# [Task statement]
Please write out, exactly as given, the line that contains "If you would be willing to indicate the black" and all lines that follow it through the end of the listing, and nothing else.

# [Exercise data]
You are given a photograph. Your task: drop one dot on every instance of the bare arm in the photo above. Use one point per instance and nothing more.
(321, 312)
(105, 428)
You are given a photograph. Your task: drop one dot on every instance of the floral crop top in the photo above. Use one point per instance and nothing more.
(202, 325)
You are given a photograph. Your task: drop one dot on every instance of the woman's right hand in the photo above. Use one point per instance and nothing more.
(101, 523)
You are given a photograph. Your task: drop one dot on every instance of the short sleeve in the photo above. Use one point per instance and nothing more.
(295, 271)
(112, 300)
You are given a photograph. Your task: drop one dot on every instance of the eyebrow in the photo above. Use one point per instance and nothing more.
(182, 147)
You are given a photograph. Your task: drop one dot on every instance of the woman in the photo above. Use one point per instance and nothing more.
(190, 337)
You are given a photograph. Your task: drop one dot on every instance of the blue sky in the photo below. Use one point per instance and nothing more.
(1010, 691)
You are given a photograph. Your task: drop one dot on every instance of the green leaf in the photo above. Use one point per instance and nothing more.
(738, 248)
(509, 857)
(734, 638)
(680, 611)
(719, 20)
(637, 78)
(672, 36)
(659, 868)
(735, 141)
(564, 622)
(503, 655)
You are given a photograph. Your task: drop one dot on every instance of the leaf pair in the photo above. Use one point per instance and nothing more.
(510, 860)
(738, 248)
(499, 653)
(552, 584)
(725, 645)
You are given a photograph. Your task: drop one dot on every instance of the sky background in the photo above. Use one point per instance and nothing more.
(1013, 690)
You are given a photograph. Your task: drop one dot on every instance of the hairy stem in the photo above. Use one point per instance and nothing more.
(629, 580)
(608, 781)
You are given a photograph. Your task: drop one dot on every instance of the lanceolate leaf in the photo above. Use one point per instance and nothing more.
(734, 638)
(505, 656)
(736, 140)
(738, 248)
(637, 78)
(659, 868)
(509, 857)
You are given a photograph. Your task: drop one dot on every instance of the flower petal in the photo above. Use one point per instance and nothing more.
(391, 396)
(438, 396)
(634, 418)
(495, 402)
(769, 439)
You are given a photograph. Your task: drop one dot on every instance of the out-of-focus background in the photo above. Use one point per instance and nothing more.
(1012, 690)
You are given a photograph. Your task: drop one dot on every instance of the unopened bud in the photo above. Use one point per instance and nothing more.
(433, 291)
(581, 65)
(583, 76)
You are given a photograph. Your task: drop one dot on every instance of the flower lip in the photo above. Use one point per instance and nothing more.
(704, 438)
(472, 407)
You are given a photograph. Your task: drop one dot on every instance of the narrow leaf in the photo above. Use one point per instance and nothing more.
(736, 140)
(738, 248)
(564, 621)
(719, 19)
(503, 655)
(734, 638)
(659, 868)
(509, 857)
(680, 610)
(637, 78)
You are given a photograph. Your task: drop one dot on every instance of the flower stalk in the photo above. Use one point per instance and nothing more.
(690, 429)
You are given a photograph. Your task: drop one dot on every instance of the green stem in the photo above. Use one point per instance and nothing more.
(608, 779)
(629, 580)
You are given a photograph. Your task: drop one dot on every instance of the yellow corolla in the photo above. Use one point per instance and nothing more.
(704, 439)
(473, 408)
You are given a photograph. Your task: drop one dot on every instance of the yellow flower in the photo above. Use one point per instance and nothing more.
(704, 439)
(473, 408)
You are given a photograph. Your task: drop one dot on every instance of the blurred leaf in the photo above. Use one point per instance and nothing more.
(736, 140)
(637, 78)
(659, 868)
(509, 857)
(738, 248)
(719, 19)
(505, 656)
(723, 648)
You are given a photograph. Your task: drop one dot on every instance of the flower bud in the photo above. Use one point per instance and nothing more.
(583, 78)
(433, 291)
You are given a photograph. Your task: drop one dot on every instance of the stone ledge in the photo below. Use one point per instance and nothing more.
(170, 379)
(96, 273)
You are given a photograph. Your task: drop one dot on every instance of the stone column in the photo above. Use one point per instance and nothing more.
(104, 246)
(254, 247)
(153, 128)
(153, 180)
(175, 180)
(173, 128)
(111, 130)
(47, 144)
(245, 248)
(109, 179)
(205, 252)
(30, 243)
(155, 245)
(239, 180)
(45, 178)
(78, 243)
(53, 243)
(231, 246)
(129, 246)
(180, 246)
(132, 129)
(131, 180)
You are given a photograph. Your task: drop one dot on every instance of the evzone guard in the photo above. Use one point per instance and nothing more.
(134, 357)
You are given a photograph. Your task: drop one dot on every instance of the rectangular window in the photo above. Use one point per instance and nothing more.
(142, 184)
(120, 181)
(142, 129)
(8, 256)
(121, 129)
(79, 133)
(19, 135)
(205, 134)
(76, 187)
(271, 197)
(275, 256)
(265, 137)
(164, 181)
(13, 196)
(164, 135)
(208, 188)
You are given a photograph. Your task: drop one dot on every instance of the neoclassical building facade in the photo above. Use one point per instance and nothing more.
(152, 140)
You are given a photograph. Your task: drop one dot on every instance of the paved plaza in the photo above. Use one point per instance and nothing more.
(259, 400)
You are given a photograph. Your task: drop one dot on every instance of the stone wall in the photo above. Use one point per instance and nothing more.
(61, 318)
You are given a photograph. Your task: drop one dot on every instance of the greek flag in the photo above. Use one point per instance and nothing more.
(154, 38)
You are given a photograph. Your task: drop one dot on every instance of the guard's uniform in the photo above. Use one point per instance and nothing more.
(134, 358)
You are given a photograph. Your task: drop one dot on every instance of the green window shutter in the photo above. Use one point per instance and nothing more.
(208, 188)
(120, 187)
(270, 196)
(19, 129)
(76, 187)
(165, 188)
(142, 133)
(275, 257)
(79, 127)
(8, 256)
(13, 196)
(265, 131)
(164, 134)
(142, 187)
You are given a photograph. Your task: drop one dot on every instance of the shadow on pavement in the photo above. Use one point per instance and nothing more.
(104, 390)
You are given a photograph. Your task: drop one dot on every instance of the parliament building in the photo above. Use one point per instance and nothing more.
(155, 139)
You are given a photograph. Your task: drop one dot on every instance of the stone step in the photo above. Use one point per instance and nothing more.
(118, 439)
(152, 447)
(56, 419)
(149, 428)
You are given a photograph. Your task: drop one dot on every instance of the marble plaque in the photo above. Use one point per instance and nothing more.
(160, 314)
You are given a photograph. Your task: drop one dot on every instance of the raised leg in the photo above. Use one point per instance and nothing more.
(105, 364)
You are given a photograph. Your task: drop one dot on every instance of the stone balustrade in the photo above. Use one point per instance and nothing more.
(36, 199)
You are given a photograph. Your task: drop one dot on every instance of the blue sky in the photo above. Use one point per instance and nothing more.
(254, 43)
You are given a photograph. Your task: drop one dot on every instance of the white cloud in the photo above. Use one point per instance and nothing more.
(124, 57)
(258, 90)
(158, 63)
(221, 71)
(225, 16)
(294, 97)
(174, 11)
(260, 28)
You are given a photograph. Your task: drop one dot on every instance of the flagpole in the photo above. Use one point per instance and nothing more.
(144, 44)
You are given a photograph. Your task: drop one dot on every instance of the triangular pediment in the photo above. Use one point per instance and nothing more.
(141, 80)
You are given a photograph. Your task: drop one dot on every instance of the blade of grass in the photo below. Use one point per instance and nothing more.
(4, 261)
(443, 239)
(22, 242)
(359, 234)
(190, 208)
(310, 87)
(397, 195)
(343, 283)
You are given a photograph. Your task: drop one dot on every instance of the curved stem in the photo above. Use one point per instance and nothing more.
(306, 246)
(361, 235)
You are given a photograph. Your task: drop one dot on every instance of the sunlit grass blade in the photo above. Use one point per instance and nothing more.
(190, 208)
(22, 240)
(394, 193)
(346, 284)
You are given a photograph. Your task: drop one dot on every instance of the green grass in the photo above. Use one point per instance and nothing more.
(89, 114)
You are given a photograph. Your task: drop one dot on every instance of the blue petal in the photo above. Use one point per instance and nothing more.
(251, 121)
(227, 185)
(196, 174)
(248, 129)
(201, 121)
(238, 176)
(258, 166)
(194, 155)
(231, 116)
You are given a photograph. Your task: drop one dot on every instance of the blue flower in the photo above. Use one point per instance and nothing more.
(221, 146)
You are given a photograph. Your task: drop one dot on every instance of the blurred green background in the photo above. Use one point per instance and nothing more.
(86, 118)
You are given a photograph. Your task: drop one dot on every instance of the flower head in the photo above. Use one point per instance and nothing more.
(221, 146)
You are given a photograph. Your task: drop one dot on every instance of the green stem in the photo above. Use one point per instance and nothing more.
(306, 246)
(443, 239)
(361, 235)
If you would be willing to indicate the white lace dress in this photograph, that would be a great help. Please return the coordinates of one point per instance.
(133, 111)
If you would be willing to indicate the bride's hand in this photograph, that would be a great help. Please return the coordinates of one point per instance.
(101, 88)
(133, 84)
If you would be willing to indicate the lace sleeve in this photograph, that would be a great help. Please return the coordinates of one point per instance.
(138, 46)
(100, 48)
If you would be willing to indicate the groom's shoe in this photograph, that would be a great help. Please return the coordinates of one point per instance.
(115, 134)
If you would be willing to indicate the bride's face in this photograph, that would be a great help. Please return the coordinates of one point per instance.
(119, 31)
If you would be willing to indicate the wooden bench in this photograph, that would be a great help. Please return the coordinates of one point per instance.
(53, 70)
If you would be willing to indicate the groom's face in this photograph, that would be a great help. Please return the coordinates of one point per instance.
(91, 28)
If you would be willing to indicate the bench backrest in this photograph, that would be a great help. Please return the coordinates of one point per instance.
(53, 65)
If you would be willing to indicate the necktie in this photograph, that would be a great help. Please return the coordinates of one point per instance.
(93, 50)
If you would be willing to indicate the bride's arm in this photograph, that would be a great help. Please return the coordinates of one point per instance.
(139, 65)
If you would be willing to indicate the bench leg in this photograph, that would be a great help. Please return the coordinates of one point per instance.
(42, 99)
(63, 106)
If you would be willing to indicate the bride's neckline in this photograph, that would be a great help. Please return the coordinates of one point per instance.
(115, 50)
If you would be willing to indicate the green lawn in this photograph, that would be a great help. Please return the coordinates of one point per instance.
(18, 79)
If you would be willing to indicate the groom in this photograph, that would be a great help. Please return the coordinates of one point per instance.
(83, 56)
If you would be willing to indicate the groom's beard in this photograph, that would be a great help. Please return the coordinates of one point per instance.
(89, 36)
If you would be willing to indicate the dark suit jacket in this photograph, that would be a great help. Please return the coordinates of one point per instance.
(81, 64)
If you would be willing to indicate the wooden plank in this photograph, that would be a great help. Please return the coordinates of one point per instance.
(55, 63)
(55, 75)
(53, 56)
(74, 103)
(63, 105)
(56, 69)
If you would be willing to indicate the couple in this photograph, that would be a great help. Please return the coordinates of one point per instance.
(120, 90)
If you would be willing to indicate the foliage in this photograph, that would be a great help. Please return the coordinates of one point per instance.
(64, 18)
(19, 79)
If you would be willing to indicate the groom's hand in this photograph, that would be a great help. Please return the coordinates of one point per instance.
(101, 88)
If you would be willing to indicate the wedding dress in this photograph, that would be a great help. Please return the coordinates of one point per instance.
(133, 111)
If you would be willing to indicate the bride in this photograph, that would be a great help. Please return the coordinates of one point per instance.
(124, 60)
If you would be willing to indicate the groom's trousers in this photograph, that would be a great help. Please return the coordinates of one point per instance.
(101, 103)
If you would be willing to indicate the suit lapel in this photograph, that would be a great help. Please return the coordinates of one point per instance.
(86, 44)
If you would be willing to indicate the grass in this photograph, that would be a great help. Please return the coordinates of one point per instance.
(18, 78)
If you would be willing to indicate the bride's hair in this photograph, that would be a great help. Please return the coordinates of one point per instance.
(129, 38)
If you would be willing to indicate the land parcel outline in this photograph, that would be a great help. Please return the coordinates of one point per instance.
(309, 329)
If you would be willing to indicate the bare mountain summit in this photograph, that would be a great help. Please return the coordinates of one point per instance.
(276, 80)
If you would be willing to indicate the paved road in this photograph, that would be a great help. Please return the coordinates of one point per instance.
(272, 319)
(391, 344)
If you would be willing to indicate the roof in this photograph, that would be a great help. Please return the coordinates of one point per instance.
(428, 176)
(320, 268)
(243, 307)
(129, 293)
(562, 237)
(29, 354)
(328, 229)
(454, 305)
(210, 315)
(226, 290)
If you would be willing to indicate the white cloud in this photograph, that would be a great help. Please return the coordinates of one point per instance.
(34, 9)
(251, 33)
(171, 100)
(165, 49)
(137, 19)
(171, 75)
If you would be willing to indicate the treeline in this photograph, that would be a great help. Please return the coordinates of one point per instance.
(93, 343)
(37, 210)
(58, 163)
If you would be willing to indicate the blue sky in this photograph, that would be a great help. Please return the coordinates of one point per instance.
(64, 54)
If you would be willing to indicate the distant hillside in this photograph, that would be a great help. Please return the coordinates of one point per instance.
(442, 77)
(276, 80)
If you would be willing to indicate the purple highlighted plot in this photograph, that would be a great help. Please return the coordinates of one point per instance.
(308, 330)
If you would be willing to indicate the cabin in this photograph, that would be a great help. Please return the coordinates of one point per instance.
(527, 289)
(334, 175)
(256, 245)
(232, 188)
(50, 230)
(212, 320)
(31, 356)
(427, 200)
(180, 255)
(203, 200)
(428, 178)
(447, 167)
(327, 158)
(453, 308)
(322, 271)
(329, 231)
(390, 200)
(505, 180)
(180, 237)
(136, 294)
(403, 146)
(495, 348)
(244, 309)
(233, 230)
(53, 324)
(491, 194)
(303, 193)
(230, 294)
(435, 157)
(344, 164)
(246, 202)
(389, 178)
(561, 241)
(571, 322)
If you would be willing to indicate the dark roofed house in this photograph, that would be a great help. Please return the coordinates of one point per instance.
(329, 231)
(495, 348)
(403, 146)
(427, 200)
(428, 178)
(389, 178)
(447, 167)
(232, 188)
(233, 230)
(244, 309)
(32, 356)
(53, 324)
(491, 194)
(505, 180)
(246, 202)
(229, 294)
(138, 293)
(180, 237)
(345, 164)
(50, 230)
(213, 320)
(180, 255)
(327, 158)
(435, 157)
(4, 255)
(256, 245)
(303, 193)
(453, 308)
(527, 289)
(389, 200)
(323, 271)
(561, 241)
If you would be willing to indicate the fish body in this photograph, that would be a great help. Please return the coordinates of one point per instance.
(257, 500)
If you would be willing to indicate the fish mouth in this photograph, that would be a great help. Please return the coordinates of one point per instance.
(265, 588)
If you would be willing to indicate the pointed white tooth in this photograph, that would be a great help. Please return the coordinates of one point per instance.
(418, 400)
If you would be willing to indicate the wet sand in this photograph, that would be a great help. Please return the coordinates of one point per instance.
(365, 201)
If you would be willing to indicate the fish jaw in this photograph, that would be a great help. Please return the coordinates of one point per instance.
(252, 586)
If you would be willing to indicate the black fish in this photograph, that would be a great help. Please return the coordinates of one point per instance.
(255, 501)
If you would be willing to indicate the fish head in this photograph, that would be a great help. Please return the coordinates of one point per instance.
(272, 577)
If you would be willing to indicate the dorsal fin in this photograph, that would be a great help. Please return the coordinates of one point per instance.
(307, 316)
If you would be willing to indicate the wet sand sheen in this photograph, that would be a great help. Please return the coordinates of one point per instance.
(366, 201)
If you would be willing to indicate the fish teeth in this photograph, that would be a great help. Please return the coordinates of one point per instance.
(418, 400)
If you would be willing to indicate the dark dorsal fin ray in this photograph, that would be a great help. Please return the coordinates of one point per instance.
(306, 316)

# [Exercise output]
If you would be willing to indicate the black fish in this photograph, that would be a great help. Please return the coordinates of one point per instance.
(255, 501)
If you would be willing to indicate the fish head in this photograph, that would be a great help. Please return the coordinates of one point per instance.
(272, 577)
If you would be willing to indicate the dorsal fin in this photograph, that would be a great help. Please return the coordinates of one point per instance.
(307, 316)
If you would be willing to indicate the wet sand sheen in this photograph, that would be a great help. Please return the coordinates of one point per instance.
(366, 201)
If you would be willing to indicate the fish teeth in this photograph, that would be a great help. Please return the coordinates of one point per instance.
(418, 400)
If you would be willing to indicate the dark dorsal fin ray in this photograph, that would be a great help. Please return the coordinates of one point per instance.
(306, 316)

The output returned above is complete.